Answer: (1) He was the one who wrote the Singapore’s national Pledge.

III. The party symbol of the PAP is __________.

Answer: (c)

IV. The PAP had a _________ plan for Singapore and it was an honest party.
Answer: comprehensive

What is your opinion about Lee Kuan Yew? Students were asked to read extracts and then answer questions.

Extract A:
“And we needed somebody like Lee Kuan Yew, who can be strong and firm when needed to be, to get things done. I think Singapore was fortunate to have men like Kuan Yew and Goh Keng Swee at the helm in 1965 to do what was needed. It was Lee Kuan yew’s’ [sic] characteristic [sic] – when you accept to do a job, do it well – or else don’t’ [sic] accept the position if you are incapable of doing it.”

Question 1:
In your opinion, to what extent is the above write up true of Lee Kuan Yew correct (sic)? (5 marks)

Answer:
I feel the above extract is very true. He was Singapore’s first Prime Minister. He held that post from 1959-1990. He is widely acclaimed by Singaporeans and people world over as the architect of Singapore. He is responsible for transforming Singapore into a modern city. He made Singapore stable and secure. He saw Singapore through the years of merger and separation. He fully understood the challenges a small independent nation would face. Singapore had no natural resources. Singapore had limited land. The only asset Singapore had was its people.

To make an island with any constraints prosper must have been a challenge to him. His philosophy was if you take on the job, you have to do it well without any excuses or “ifs” and “but”. If you feel you cannot handle a particular job, then don’t take it.

The Singapore after the Japanese occupation, the Singapore after its separation from Malaysia was one full of problems, full of challenges. He, as Prime Minister, at the helm of the government, was worried but not negative in his thinking. He knew Singapore had to survive as an independent nation and he was determined to make Singapore succeed.

TASKS AND EXERCISES »
#1 Transcribe the Lee Kuan Yew passage word for word, everything from "To make an island" down to "don’t take it.".
#2 Answer these questions from the Lee Kuan Yew passage:
(a) What word fills the blank about the kind of plan the PAP had for Singapore?
(b) Who does Extract A name alongside Lee Kuan Yew as being at the helm in 1965?
(c) During which years did Lee Kuan Yew serve as Singapore's first Prime Minister?
#3 Pick up the Lee Kuan Yew passage after its last sentence and keep writing.
The records are separate material and have nothing to do with the Lee Kuan Yew passage.

EXCERPTED RECORDS »
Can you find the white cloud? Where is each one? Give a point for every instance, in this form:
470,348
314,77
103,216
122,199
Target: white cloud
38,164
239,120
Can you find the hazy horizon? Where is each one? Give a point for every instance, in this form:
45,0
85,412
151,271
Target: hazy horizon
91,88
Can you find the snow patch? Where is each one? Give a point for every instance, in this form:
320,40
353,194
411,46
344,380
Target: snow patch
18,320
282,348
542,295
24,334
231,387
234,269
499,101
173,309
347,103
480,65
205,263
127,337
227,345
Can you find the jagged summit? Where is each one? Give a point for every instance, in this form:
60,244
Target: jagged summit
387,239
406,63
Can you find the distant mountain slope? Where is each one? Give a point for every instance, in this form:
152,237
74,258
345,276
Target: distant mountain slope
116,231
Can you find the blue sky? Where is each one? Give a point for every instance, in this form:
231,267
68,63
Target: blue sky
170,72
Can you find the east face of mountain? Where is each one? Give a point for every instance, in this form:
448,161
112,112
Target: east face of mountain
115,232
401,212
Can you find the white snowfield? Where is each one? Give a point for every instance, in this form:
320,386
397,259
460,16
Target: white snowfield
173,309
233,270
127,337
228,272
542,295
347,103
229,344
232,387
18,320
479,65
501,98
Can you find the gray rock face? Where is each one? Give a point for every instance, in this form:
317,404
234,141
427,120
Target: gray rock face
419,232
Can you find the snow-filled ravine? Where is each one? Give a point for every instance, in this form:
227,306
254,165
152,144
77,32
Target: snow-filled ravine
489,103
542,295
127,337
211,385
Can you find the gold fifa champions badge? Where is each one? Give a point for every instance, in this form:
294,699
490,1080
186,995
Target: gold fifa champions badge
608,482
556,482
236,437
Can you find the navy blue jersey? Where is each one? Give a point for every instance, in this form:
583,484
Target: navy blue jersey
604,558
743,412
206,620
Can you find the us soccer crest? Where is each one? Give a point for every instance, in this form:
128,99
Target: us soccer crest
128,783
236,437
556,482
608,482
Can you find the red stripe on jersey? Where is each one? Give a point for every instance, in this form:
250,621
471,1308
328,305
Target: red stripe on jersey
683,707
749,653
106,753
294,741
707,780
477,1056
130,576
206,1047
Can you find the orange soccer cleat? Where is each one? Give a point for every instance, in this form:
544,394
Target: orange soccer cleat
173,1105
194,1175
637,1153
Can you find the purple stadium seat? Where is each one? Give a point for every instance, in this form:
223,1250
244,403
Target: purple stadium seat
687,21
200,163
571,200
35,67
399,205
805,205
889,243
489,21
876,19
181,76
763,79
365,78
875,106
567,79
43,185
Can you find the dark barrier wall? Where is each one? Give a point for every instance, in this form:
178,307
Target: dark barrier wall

EXERCISE RESPONSES »
#1
To make an island with any constraints prosper must have been a challenge to him. His philosophy was if you take on the job, you have to do it well without any excuses or “ifs” and “but”. If you feel you cannot handle a particular job, then don’t take it.

#2
(a) Comprehensive
(b) Goh Keng Swee
(c) 1959 to 1990

#3
It is true that we needed someone of Lee Kuan Yew’s calibre to steer Singapore at that time. It is also true that Singapore and the people of Singapore were fortunate to have him at the head. What we are enjoying today, all the comforts, high standards of public health, education, housing, transport and communications are all the results of the dedicated, untiring, unselfish work of Lee Kuan Yew and his team of leaders.

Question 2:
Enumerate some of the qualities of Lee Kuan Yew that you can infer from the passage. (3 marks)

Answer:
Strong character. Firm when one has to be firm. A man with a vision. An optimist. An untiring worker. Determined and dedicated. One who is not daunted by problems or challenges. One who executes whatever job he takes well (sic). One who sets a goal and works towards that goal.

Extract B:
“Indeed, the traits by which Singaporeans are known today are the very same ones that characterize Mr Lee Kuan Yew. Like the man, the country and its people are known for being pragmatic, law-abiding, hard-working and fond of a clean, clinical environment be it in business rules or physical landscape.”

Question 1:
What traits of Mr Lee are mentioned in this extract?

Answer: He is pragmatic, law-abiding, hard-working, corruption-free (clean). He is a man of integrity.

Question 2:
What is your opinion of the above extract?

Answer:

The extract gives a very true picture of Mr. Lee. His government is a clean one. The hand of the law come hard (sic) on those who commit offences or resort to corrupt practices. His hard work is evident in all sectors. We are enjoying a trouble free life because of his hard work. Singapore is clean and green city (sic). The honest leaders have succeeded in attracting foreign investors to invest their money in Singapore. What is more than all these is:- The leaders have set a good example and have passed on all their good qualities to the people of Singapore. Most Singaporeans are hard working, law abiding and honest in their dealings – be it business or personal commitments. I fully agree that all the peace, stability and security that the people of Singapore are enjoying today are the result of our hard working, honest and sincere Prime Minister and his team.